** TEXT PROVIDED follows **

The World Health Organization (WHO) estimates that about 5 million snakebites occur each year, resulting in up to 2.7 million envenomings. Published reports suggest that between 81,000 and 138,000 deaths occur each year. Snakebite envenoming causes as many as 400,000 amputations and other permanent disabilities. Many snakebites go unreported, often because victims seek treatment from non-medical sources or do not have access to health care. As a result it is believed that many cases of snakebite go unreported.

Snake antivenoms are effective treatments to prevent or reverse most of the harmful effects of snakebite envenoming. They are included in the WHO Essential Medicines List and should be part of any primary health-care package where snake bites occur.

Unfortunately many people either lack access to antivenom, or cannot afford to pay for them. Many families sell possessions or go into debt in order to obtain antivenom after someone is bitten. Difficulties in ensuring proper regulation and testing of antivenoms also affect the availability of good quality, effective products.

** End of TEXT PROVIDED **
** DATA SUPPLIED follows **

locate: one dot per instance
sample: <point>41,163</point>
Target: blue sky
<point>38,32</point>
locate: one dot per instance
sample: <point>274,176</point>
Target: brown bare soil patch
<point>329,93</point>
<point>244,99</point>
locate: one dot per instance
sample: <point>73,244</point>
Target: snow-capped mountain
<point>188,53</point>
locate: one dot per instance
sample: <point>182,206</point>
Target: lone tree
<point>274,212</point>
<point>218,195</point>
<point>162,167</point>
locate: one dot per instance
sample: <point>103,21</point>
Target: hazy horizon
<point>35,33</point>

** End of DATA SUPPLIED **

- [TASK REQUIREMENTS]
a: In the snakebite text, replace "antivenoms" with "antivenins" and write out the part that opens with the words containing "The World Health" and closes with "snake bites occur.".
b: Carry on the text about snakebites and antivenom from its last sentence.
The entries have nothing to do with any of this.

- [ANSWERS FOR EACH ITEM]
a:
The World Health Organization (WHO) estimates that about 5 million snakebites occur each year, resulting in up to 2.7 million envenomings. Published reports suggest that between 81,000 and 138,000 deaths occur each year. Snakebite envenoming causes as many as 400,000 amputations and other permanent disabilities. Many snakebites go unreported, often because victims seek treatment from non-medical sources or do not have access to health care. As a result it is believed that many cases of snakebite go unreported.

Snake antivenins are effective treatments to prevent or reverse most of the harmful effects of snakebite envenoming. They are included in the WHO Essential Medicines List and should be part of any primary health-care package where snake bites occur.

b:
WHO added snakebite envenoming to its priority list of neglected tropical diseases (NTDs) in June 2017. A nationally representative study( Million Death study) noted--45,900 annual snakebite deaths nationally. In India, around 90% of snakebites are caused by the 'big four' among the crawlers - common krait, Indian cobra, Russell's viper and saw scaled viper. Effective interventions involving education and antivenom provision would reduce snakebite deaths in India.